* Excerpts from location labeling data
§ §

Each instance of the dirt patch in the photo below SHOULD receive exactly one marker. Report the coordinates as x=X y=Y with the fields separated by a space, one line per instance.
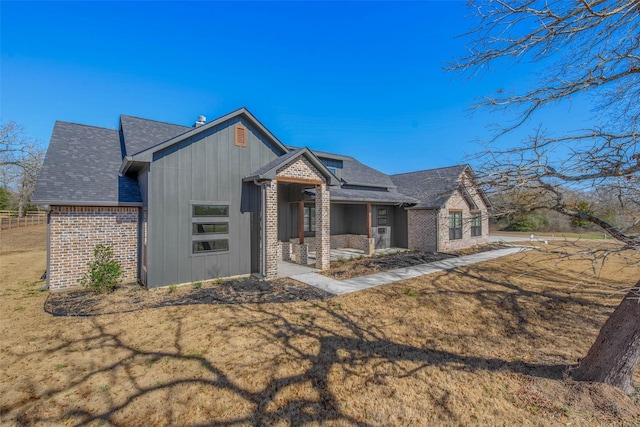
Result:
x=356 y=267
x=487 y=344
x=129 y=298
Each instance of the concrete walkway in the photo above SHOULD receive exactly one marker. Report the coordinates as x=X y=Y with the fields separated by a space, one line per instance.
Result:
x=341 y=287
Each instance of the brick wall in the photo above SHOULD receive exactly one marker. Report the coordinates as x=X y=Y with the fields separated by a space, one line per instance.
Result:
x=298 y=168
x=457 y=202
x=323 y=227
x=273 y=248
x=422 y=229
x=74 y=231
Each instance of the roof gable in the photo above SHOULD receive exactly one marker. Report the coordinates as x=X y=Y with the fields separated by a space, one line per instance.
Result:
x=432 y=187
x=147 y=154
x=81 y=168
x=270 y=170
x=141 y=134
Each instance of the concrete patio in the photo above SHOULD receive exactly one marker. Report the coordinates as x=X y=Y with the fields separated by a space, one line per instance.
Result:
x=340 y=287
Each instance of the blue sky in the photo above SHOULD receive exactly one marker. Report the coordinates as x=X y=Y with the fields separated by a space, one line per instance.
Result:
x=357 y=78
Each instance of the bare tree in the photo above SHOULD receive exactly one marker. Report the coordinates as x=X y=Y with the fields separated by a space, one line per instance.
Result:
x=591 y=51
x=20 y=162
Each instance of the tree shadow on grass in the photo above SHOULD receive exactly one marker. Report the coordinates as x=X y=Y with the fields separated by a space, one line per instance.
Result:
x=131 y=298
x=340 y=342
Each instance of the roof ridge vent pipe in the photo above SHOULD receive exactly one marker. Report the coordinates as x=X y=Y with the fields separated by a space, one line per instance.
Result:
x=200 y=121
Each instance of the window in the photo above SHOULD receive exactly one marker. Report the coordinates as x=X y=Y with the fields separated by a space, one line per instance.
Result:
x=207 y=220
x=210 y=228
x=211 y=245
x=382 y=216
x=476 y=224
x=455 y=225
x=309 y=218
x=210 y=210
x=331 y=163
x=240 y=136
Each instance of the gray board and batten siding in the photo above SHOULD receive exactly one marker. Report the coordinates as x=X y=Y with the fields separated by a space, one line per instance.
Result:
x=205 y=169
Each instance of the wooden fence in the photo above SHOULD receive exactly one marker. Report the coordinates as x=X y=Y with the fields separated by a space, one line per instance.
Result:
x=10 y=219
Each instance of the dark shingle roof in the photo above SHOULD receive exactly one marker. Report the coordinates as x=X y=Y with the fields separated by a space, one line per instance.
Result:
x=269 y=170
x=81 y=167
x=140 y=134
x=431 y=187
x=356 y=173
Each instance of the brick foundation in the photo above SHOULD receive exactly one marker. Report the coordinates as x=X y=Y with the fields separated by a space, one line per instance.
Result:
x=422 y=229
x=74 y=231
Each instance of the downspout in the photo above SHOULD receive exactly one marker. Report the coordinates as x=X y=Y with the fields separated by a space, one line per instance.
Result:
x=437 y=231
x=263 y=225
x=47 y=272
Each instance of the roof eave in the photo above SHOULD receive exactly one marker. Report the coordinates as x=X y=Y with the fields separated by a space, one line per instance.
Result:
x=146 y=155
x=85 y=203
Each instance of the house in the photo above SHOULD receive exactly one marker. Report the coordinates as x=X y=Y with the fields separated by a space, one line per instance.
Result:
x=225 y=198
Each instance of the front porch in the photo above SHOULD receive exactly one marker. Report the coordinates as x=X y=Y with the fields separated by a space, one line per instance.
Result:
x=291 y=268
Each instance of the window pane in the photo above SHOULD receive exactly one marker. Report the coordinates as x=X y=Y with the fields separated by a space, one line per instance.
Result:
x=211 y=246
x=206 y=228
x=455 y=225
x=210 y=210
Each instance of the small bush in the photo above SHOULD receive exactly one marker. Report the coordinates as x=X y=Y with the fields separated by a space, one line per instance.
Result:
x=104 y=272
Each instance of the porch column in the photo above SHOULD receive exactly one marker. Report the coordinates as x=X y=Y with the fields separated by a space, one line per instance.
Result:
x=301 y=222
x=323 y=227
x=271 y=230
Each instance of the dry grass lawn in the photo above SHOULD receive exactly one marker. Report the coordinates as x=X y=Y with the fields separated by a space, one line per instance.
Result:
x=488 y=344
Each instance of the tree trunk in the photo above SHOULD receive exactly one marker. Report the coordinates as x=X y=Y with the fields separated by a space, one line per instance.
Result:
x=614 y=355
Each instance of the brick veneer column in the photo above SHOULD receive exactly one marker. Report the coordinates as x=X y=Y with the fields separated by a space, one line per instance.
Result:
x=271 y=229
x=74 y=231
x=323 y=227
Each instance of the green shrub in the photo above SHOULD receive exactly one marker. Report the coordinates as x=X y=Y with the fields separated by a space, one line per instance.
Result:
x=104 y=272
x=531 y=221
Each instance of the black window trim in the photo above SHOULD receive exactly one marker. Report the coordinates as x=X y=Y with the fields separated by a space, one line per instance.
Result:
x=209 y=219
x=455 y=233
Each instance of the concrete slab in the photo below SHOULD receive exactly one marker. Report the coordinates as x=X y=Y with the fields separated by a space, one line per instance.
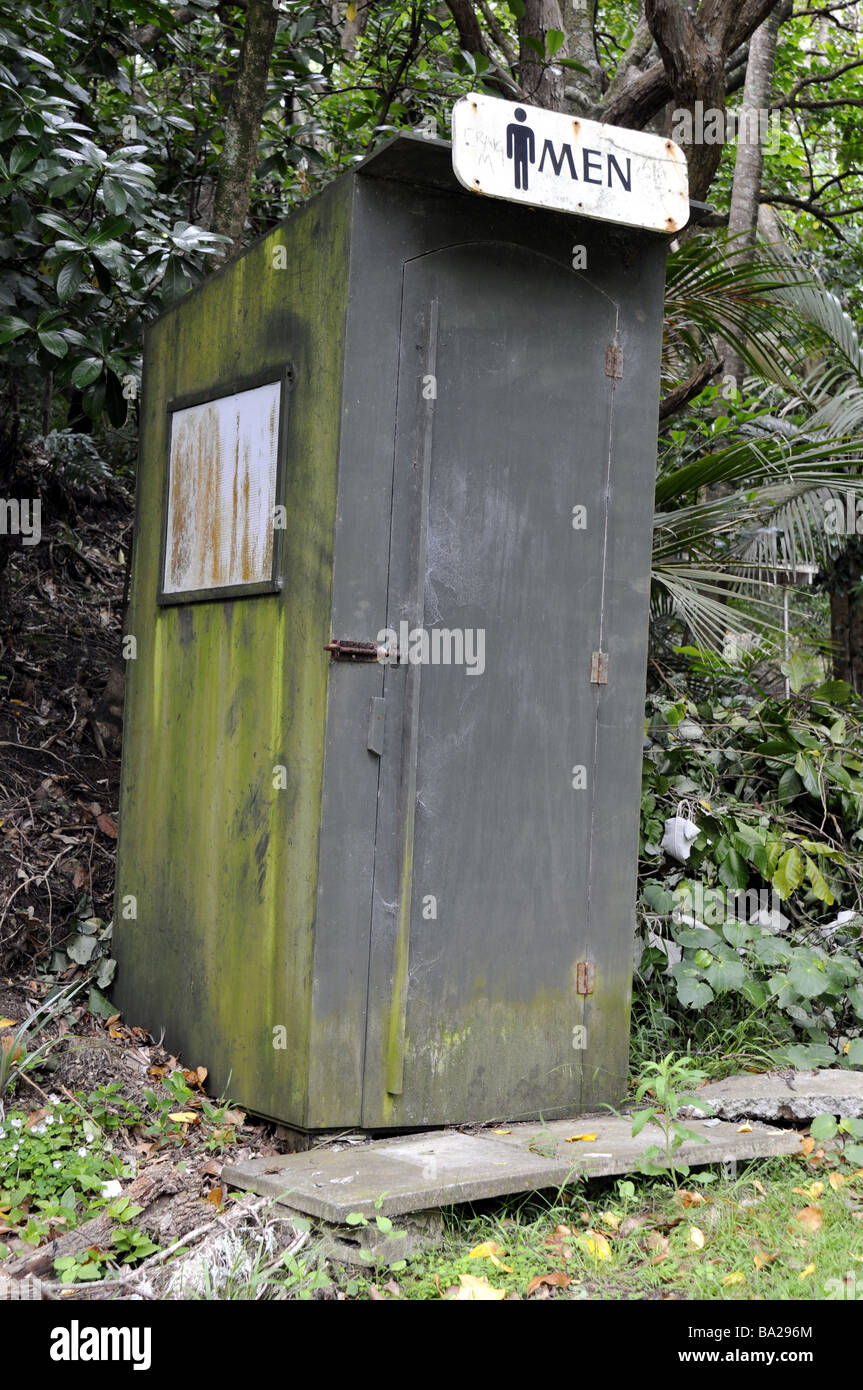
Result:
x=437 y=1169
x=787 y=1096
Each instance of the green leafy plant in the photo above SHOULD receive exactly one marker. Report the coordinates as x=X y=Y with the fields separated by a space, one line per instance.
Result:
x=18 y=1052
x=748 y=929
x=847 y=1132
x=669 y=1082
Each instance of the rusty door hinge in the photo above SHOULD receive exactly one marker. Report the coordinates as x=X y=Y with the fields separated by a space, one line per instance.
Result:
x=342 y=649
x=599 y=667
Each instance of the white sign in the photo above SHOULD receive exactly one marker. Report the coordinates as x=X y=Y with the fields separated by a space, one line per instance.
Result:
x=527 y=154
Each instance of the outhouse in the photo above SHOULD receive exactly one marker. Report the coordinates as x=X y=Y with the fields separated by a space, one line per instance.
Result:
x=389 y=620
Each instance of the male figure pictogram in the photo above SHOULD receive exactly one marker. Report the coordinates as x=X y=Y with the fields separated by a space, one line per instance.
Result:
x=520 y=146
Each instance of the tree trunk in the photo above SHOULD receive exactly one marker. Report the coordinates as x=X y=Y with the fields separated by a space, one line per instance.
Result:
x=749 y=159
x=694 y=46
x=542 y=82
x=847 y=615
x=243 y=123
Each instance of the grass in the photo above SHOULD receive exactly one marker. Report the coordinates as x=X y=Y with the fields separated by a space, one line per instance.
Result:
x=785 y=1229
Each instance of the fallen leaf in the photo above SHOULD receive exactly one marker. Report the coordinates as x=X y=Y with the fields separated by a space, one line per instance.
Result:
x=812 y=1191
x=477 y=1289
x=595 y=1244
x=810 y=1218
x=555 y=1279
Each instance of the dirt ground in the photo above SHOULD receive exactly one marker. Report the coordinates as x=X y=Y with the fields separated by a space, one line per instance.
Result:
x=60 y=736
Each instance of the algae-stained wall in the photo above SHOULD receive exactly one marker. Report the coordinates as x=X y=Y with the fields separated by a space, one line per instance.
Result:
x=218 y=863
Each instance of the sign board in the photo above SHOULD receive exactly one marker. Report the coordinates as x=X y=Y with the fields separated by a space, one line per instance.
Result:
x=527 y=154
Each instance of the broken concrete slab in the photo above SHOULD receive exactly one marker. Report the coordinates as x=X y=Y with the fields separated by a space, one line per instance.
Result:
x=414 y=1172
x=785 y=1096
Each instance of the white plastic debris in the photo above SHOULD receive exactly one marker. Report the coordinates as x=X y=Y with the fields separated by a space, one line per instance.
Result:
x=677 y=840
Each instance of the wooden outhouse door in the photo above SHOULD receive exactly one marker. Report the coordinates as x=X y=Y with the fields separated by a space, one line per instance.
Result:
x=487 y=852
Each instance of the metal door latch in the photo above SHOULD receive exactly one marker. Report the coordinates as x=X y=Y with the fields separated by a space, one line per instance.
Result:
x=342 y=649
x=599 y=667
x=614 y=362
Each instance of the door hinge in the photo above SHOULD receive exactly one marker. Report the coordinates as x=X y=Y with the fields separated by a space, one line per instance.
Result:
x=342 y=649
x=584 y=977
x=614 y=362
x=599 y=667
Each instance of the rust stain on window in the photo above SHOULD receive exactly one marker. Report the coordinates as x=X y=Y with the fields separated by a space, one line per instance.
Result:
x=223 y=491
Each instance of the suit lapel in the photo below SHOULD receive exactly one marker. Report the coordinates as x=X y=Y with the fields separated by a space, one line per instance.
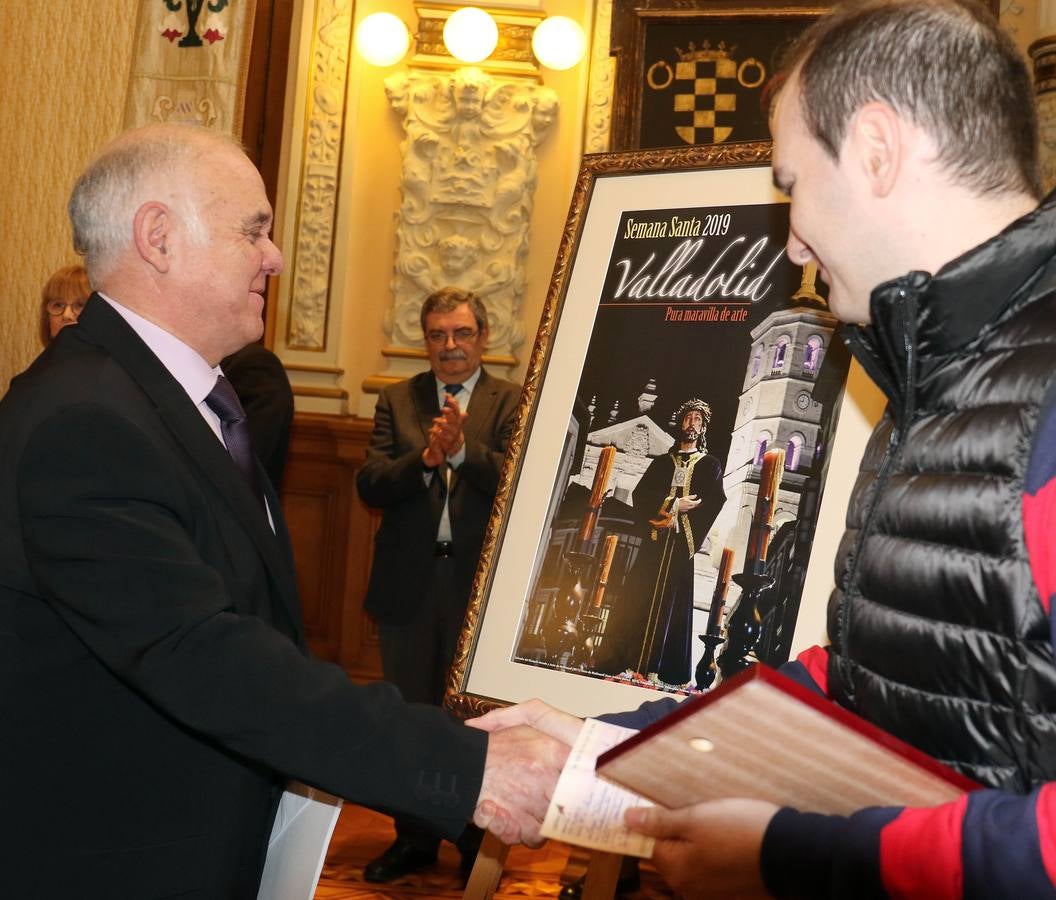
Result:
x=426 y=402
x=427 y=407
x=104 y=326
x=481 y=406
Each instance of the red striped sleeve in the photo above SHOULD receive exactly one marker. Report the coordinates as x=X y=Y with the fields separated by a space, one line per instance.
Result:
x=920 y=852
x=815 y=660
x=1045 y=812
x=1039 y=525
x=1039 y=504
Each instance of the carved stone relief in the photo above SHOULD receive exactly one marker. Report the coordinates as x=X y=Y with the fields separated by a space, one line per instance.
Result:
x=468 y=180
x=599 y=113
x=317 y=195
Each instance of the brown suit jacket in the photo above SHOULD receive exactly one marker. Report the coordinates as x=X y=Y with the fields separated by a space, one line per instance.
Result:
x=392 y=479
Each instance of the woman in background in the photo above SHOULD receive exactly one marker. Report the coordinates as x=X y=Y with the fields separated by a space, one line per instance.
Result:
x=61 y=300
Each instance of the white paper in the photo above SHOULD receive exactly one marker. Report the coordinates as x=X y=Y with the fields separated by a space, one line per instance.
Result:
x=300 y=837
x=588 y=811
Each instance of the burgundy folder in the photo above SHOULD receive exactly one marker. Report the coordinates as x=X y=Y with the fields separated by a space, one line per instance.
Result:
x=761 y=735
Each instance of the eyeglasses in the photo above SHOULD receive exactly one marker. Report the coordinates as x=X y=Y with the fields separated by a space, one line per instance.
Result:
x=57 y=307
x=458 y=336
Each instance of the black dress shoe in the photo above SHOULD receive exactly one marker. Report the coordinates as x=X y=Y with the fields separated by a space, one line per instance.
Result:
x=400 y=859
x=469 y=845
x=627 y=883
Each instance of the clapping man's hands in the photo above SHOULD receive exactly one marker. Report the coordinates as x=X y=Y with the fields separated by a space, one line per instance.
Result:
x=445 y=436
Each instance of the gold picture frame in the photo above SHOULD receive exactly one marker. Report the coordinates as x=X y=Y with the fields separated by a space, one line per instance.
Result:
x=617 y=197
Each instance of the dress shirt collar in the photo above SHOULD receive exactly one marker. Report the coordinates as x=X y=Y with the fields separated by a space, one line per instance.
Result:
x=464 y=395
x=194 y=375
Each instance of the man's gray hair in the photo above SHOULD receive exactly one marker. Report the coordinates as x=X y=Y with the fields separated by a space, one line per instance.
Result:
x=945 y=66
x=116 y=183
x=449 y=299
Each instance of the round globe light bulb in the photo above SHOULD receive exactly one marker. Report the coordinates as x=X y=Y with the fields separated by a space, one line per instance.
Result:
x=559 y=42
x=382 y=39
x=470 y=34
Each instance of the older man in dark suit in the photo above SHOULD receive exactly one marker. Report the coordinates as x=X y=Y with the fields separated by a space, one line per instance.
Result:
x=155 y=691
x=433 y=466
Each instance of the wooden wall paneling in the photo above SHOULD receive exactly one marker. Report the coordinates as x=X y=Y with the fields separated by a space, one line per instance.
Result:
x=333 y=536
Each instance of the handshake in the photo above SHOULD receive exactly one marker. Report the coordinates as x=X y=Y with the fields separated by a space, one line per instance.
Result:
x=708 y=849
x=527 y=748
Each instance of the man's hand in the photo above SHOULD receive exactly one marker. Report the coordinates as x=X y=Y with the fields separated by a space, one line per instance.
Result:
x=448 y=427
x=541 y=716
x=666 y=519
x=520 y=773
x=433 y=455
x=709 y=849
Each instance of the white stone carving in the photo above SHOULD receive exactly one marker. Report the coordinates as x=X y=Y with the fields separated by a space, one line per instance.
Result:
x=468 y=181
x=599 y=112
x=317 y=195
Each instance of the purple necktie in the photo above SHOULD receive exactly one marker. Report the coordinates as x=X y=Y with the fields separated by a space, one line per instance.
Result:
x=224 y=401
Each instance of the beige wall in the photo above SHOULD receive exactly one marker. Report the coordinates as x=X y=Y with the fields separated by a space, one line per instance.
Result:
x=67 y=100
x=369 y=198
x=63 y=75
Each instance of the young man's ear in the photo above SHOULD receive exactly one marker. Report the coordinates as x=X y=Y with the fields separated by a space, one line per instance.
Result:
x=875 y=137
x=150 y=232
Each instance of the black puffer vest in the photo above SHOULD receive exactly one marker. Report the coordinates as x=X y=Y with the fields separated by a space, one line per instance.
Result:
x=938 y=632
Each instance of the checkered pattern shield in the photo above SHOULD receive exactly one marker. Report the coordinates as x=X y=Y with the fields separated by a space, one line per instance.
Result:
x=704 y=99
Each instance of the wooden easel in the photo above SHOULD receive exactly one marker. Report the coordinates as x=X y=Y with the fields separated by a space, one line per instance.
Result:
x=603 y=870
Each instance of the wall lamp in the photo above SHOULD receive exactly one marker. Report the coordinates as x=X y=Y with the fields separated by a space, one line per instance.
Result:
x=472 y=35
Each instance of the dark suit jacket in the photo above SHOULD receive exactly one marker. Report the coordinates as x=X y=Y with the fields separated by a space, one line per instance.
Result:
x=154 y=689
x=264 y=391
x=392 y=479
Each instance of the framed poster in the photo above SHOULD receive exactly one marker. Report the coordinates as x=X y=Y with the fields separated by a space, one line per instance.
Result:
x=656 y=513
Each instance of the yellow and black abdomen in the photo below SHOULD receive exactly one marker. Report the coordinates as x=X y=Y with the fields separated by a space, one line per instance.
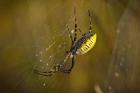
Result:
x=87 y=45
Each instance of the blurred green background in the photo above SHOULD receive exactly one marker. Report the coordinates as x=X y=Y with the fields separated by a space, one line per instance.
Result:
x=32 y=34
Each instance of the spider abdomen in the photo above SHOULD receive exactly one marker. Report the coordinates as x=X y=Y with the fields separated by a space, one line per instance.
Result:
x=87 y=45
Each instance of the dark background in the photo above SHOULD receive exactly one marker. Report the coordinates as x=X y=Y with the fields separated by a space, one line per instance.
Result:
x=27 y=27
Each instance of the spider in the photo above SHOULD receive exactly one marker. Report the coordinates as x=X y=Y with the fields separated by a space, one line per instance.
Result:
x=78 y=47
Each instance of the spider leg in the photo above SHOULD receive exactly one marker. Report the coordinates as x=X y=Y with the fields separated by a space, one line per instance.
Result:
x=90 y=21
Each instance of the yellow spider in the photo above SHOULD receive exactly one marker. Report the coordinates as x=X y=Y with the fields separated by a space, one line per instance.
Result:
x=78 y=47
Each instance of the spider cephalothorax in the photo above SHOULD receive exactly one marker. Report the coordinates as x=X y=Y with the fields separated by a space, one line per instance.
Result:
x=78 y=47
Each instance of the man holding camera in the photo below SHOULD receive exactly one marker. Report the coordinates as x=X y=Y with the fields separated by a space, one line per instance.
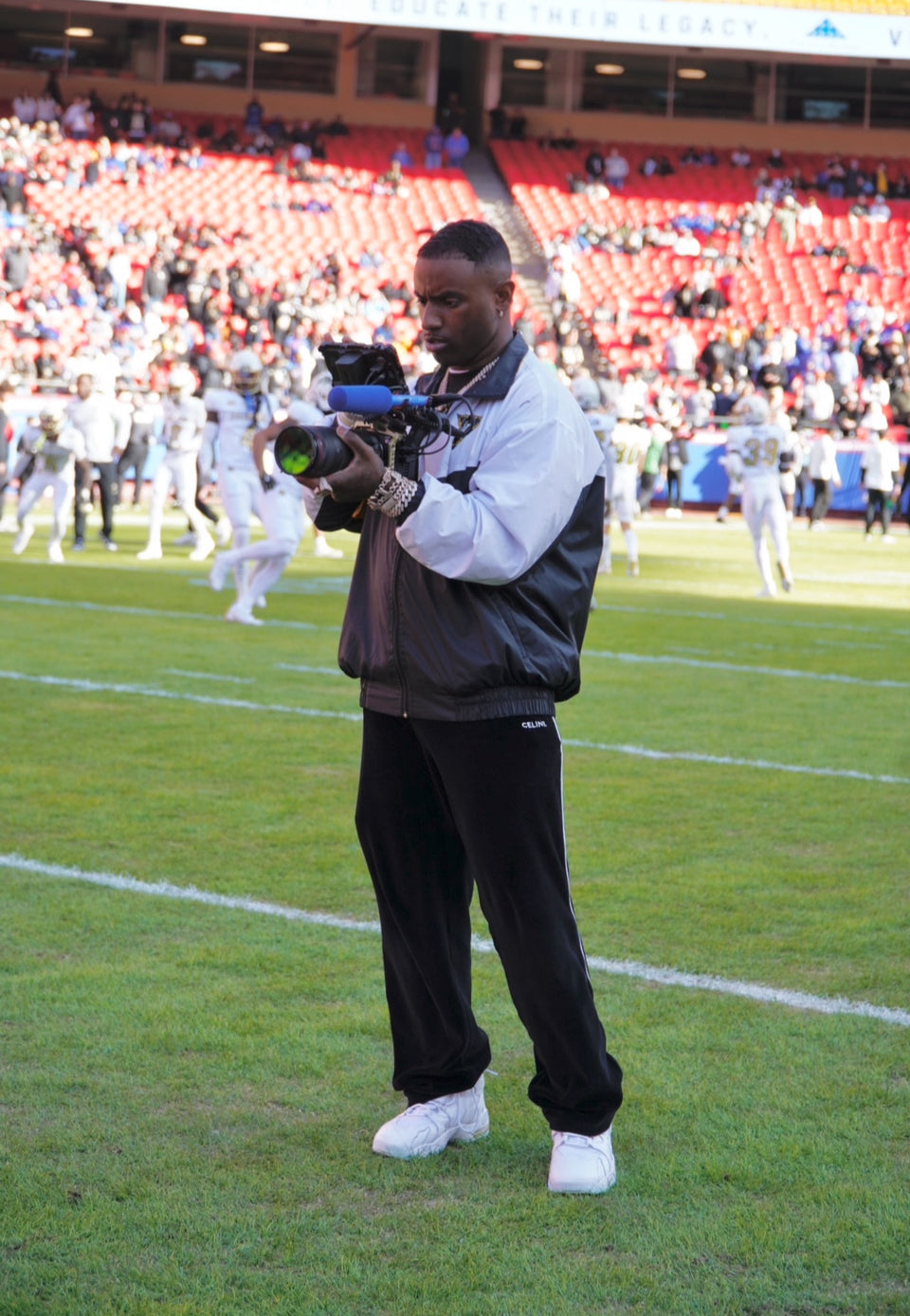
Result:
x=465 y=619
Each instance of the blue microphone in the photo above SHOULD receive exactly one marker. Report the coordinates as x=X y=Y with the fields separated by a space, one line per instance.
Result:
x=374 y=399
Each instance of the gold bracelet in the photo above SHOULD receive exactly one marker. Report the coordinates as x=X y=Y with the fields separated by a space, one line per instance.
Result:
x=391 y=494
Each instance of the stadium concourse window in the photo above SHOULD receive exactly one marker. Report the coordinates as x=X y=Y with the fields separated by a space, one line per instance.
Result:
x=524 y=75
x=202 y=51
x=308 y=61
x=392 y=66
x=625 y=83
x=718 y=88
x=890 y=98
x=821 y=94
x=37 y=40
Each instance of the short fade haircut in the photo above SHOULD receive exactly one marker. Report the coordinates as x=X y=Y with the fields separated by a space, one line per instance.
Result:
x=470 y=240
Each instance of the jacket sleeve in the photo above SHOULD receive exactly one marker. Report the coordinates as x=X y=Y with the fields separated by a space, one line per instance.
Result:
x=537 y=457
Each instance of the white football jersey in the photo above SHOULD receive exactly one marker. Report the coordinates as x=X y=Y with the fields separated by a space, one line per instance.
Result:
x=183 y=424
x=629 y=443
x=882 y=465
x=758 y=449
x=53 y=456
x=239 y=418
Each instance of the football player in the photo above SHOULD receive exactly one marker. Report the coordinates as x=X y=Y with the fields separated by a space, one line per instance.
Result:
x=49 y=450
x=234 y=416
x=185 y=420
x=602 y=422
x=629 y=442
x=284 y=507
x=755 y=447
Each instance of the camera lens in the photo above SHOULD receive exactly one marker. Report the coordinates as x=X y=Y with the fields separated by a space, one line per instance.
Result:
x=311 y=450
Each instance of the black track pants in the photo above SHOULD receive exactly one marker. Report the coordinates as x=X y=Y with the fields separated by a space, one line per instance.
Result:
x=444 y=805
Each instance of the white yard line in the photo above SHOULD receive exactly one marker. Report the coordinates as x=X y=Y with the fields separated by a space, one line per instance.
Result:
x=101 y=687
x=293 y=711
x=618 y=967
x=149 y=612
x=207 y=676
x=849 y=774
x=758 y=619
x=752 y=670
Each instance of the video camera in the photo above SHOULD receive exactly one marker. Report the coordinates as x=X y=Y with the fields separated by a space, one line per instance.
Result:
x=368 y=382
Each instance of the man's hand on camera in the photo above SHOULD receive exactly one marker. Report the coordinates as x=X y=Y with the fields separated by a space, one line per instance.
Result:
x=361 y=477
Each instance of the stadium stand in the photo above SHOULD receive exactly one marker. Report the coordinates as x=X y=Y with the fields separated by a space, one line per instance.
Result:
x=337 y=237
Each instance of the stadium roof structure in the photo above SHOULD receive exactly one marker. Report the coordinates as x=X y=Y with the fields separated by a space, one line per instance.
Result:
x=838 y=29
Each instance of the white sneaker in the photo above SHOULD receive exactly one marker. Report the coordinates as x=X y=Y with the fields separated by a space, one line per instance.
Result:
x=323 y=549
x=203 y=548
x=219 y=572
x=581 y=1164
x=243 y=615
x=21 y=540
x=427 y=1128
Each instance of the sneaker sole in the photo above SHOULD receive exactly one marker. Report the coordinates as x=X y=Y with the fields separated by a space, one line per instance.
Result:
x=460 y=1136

§ §

* DO THIS
Format as a numbered list the lines of the data between the line containing "Each instance of the gray" and the line containing "x=225 y=198", inclusive, leaving out any blank lines.

* RESULT
1. Each instance of the gray board and batten siding in the photo above SHOULD receive exactly one marker. Report the coordinates as x=X y=Y with the fields separated by a space, one line per instance.
2. Result:
3. x=205 y=169
4. Each instance of the wooden fence in the photo above SHOULD receive exactly one marker. Report the coordinates as x=X y=Y with the fields separated by a space, one line per instance.
5. Result:
6. x=10 y=219
7. Each instance of the dark shingle roof in the photo above SHOULD receive exactly one marker. Report the coordinates as x=X y=Y with the fields separated by a space, one line per instance.
8. Result:
9. x=269 y=170
10. x=81 y=167
11. x=140 y=134
12. x=431 y=187
13. x=356 y=173
14. Each instance of the brick foundation in the photo above SHOULD receive exactly one marker. Report the coordinates as x=X y=Y with the fields separated by a space, one line per instance.
15. Result:
16. x=422 y=229
17. x=74 y=231
18. Each instance of the downspout in the photo above SHOULD receive exactly one marker. Report the coordinates as x=X y=Y with the fields separated by a space, one line per instance.
19. Result:
20. x=437 y=231
21. x=263 y=225
22. x=47 y=272
23. Each instance of the roof eave in the photo above SHOULD receive exactly one marker. Report the coordinates as x=X y=Y with the fields separated by a space, one line per instance.
24. Result:
25. x=146 y=155
26. x=85 y=203
27. Each instance of the house in the photo above SHOULD receive exactly one marker. Report the coordinates as x=X y=Y with the fields separated by a space, one line per instance.
28. Result:
29. x=225 y=198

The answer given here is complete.